### Prompt
Copy the following lines verbatim, omitting the pictures from your copy.

### Information provided

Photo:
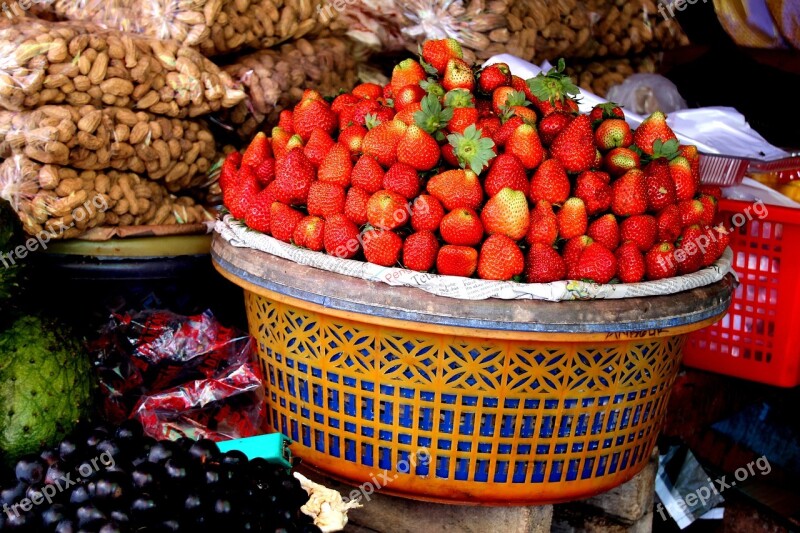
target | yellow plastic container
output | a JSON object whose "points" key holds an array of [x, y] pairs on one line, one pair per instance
{"points": [[436, 409]]}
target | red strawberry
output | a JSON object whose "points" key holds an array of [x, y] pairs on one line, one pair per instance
{"points": [[310, 114], [630, 263], [426, 213], [387, 210], [596, 263], [507, 214], [572, 219], [505, 171], [688, 255], [629, 194], [407, 72], [659, 185], [552, 125], [654, 128], [550, 182], [544, 224], [613, 133], [420, 250], [325, 199], [593, 188], [402, 179], [352, 137], [502, 135], [367, 174], [258, 212], [685, 185], [457, 261], [605, 231], [620, 160], [524, 143], [355, 205], [381, 141], [500, 259], [283, 221], [574, 146], [493, 76], [458, 75], [669, 224], [544, 265], [341, 237], [382, 247], [641, 229], [309, 233], [257, 151], [337, 167], [691, 212], [571, 253], [418, 149], [461, 227], [408, 95], [293, 176], [660, 261], [286, 121], [438, 52], [457, 188], [229, 173]]}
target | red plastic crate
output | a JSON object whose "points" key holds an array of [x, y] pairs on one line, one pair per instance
{"points": [[759, 338]]}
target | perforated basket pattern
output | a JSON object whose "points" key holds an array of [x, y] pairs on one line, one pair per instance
{"points": [[503, 421]]}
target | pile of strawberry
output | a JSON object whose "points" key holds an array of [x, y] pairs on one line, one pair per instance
{"points": [[476, 171]]}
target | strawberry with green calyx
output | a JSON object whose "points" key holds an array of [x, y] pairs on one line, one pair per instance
{"points": [[418, 149], [506, 213], [505, 171], [613, 133], [457, 188], [432, 118], [381, 247], [524, 143], [553, 90], [630, 263], [310, 233], [492, 77], [574, 146], [544, 265], [472, 149], [420, 250], [461, 227], [458, 75], [544, 224], [654, 128], [437, 53], [283, 221], [457, 261], [500, 259]]}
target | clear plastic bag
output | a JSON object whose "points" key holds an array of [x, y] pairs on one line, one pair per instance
{"points": [[172, 150], [78, 63], [180, 375]]}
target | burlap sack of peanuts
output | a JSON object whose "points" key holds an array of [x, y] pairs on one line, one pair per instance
{"points": [[76, 63], [177, 152], [65, 202], [275, 79], [214, 26]]}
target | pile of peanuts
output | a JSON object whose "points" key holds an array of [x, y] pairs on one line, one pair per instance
{"points": [[66, 202], [177, 152], [80, 64], [215, 27], [275, 79]]}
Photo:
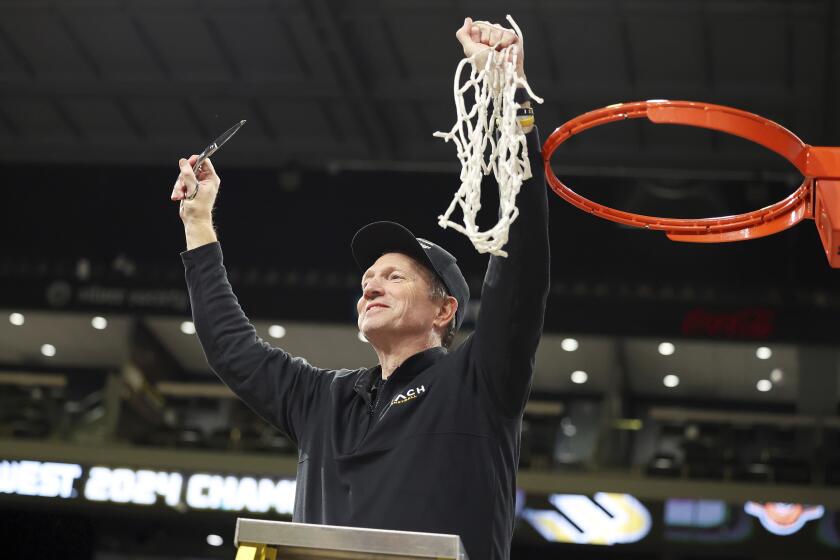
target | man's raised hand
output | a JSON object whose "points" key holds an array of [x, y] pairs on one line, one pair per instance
{"points": [[479, 36], [196, 206]]}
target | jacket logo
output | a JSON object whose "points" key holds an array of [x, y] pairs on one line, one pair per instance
{"points": [[409, 395]]}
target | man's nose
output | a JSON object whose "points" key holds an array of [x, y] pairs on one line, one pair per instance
{"points": [[373, 288]]}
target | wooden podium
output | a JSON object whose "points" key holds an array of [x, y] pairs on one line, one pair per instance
{"points": [[276, 540]]}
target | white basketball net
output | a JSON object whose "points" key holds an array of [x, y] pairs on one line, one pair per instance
{"points": [[489, 139]]}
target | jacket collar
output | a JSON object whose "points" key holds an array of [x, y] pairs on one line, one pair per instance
{"points": [[408, 370]]}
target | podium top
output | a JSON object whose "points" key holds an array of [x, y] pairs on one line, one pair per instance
{"points": [[295, 541]]}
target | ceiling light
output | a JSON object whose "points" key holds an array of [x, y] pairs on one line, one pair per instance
{"points": [[763, 353], [579, 377], [215, 540], [666, 348], [569, 344], [671, 380]]}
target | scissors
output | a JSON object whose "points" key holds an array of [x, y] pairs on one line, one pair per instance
{"points": [[212, 149]]}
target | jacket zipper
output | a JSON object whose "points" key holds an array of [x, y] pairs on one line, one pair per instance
{"points": [[375, 403]]}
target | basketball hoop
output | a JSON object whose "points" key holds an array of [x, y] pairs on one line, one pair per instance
{"points": [[817, 198]]}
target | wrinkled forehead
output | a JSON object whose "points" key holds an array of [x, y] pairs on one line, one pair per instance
{"points": [[396, 260]]}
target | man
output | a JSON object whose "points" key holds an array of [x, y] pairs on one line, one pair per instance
{"points": [[428, 440]]}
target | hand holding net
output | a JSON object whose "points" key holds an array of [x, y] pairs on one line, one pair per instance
{"points": [[488, 139]]}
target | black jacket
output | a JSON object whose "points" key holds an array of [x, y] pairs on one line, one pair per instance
{"points": [[439, 451]]}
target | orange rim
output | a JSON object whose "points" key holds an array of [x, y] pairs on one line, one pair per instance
{"points": [[758, 223]]}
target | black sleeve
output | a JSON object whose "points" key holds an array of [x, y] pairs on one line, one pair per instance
{"points": [[279, 387], [514, 295]]}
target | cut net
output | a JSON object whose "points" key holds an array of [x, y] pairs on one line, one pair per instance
{"points": [[489, 139]]}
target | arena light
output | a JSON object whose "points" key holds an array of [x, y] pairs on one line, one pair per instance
{"points": [[604, 519], [579, 377], [666, 348], [569, 344], [215, 540], [763, 353], [782, 518]]}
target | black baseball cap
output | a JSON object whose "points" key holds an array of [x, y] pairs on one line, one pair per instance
{"points": [[378, 238]]}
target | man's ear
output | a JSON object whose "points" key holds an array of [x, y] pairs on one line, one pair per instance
{"points": [[446, 312]]}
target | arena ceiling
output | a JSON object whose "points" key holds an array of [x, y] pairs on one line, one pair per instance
{"points": [[365, 83]]}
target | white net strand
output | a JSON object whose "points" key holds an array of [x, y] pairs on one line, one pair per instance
{"points": [[488, 141]]}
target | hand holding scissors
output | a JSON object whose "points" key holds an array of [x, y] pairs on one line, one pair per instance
{"points": [[182, 184]]}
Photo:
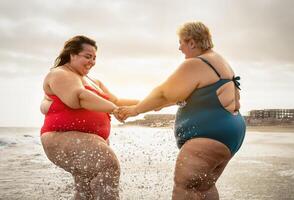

### Written response
Photo:
target | yellow plastic container
output | a JSON object whose "points" key holds an array of [x, y] pairs on one line, one pair per instance
{"points": [[436, 409]]}
target | red strawberry
output | a JSON object whose "points" key holds an array of [x, y] pairs on one line, one pair per instance
{"points": [[310, 114], [630, 263], [426, 213], [387, 210], [596, 263], [507, 214], [572, 219], [505, 171], [688, 255], [629, 194], [407, 72], [659, 185], [552, 125], [654, 128], [550, 182], [544, 224], [613, 133], [420, 250], [325, 199], [593, 188], [402, 179], [352, 137], [502, 135], [367, 174], [258, 212], [685, 185], [457, 261], [605, 231], [620, 160], [524, 143], [355, 205], [381, 141], [500, 259], [283, 221], [574, 146], [493, 76], [458, 75], [669, 224], [544, 265], [341, 237], [382, 247], [641, 229], [309, 233], [257, 151], [337, 167], [691, 212], [571, 253], [418, 149], [461, 227], [408, 95], [293, 176], [660, 261], [286, 121], [438, 52], [457, 188], [229, 173]]}
target | red plastic crate
output | a JSON object whose "points" key holds an array of [x, y] pairs on one line, one pair per instance
{"points": [[759, 338]]}
target | perforated basket pattern
output | a JSON object whose "points" key holds an array of [x, y] pairs on one line, one pair per instance
{"points": [[503, 421]]}
target | pile of strawberry
output | a JSON object whose "points" key holds an array of [x, y] pairs on one line, one pair per instance
{"points": [[476, 171]]}
target | strawberry with green calyx
output | a JSON object whose "points" key holds an array of [x, y] pairs on one line, one pair per instance
{"points": [[418, 149], [506, 213], [505, 171], [613, 133], [457, 188], [432, 118], [381, 247], [524, 143], [553, 90], [630, 263], [310, 233], [492, 77], [574, 146], [544, 265], [472, 149], [420, 250], [461, 227], [458, 75], [544, 224], [654, 128], [437, 53], [283, 221], [457, 261], [500, 259]]}
target | clear plastic bag
output | a JSON object whose "points" key holds an array of [x, y] pairs on one line, one pair per instance
{"points": [[172, 150], [78, 63], [180, 375]]}
target | burlap sack of peanuts
output | a JSON object whose "points" key holds an array of [x, y] pairs on one line, one pair per instance
{"points": [[76, 63], [177, 152], [65, 202], [275, 79], [214, 26]]}
target | pile of peanuts
output | a JSON object whose "points" key holds an array of [x, y] pairs on one line, one pair per instance
{"points": [[66, 202], [177, 152], [80, 64], [215, 27], [275, 79]]}
Photo:
target | man's raised hand
output | a JSON object whose "points" key holds an array of [x, y] pairs on one line, one pair per instance
{"points": [[479, 36], [196, 206]]}
target | jacket logo
output | a JSON object whose "points" key holds an array of [x, y] pairs on one line, one pair per instance
{"points": [[409, 395]]}
target | man's nose
output | a JSON object whose "points" key holds an array of [x, y] pairs on one line, one pair per instance
{"points": [[373, 288]]}
target | wooden podium
output | a JSON object whose "points" key holds an array of [x, y] pairs on one line, one pair per instance
{"points": [[276, 540]]}
target | white basketball net
output | a JSON object whose "points" key holds an array of [x, y] pairs on one line, one pair per instance
{"points": [[489, 139]]}
target | jacket collar
output | a JSON object whose "points" key holds an array of [x, y] pairs on one line, one pair per instance
{"points": [[408, 370]]}
target | podium top
output | a JSON object whose "points" key holds an array of [x, y] pairs on one line, one pair per instance
{"points": [[295, 541]]}
target | ceiling light
output | a JSON object whose "points" key holds an array of [x, y] pairs on one line, one pair per instance
{"points": [[763, 353], [579, 377], [215, 540], [666, 348], [569, 344], [671, 380]]}
target | scissors
output | a JSON object whose "points" key holds an array of [x, y] pairs on one line, one pair per instance
{"points": [[212, 149]]}
target | jacket zipper
output | a JSON object whose "points" key holds an array of [x, y] pairs on one line, one pair per instance
{"points": [[375, 403]]}
target | basketball hoop
output | a JSON object whose "points" key holds an array of [x, y] pairs on one line, one pair per instance
{"points": [[817, 198]]}
target | wrinkled forehead
output | a JSON object whose "points" key holds an array of [x, y] pairs on one line, one pair per instance
{"points": [[396, 260]]}
target | man
output | a JSON object whose "points" key holds an array of [x, y] pairs on one line, one pair per instance
{"points": [[428, 440]]}
target | hand holding net
output | a JSON object whose "points" key holds an array of [x, y] pairs on one line, one pair per instance
{"points": [[488, 139]]}
target | black jacket
output | a JSON object whose "points" key holds an array of [x, y] pairs on one line, one pair per instance
{"points": [[439, 451]]}
target | orange rim
output | a JSON object whose "points" key holds an array of [x, y] pairs on one line, one pair per instance
{"points": [[758, 223]]}
target | black sleeve
output | a JSON object whose "points" key holds an array of [x, y] pairs on one line, one pair per instance
{"points": [[279, 387], [514, 295]]}
target | cut net
output | a JSON object whose "points" key holds an array of [x, y] pairs on one line, one pair per instance
{"points": [[489, 139]]}
target | arena light
output | a JSON object whose "points" key holds an array of [x, y] pairs on one line, one pair per instance
{"points": [[604, 519], [579, 377], [666, 348], [569, 344], [215, 540], [763, 353], [782, 518]]}
target | black baseball cap
output | a JSON object whose "points" key holds an array of [x, y] pairs on one line, one pair per instance
{"points": [[378, 238]]}
target | man's ear
output | a JSON object whose "points" key holds an array of [x, y] pairs on one line, one pair per instance
{"points": [[446, 312]]}
target | arena ceiling
output | a JSON object whose "points" key holds an array of [x, y] pairs on one line, one pair per instance
{"points": [[365, 83]]}
target | white net strand
output | a JSON object whose "points" key holds an array of [x, y] pairs on one line, one pair per instance
{"points": [[488, 141]]}
target | hand holding scissors
output | a JSON object whose "points" key holds an array of [x, y] pairs on one line, one pair per instance
{"points": [[182, 184]]}
Photo:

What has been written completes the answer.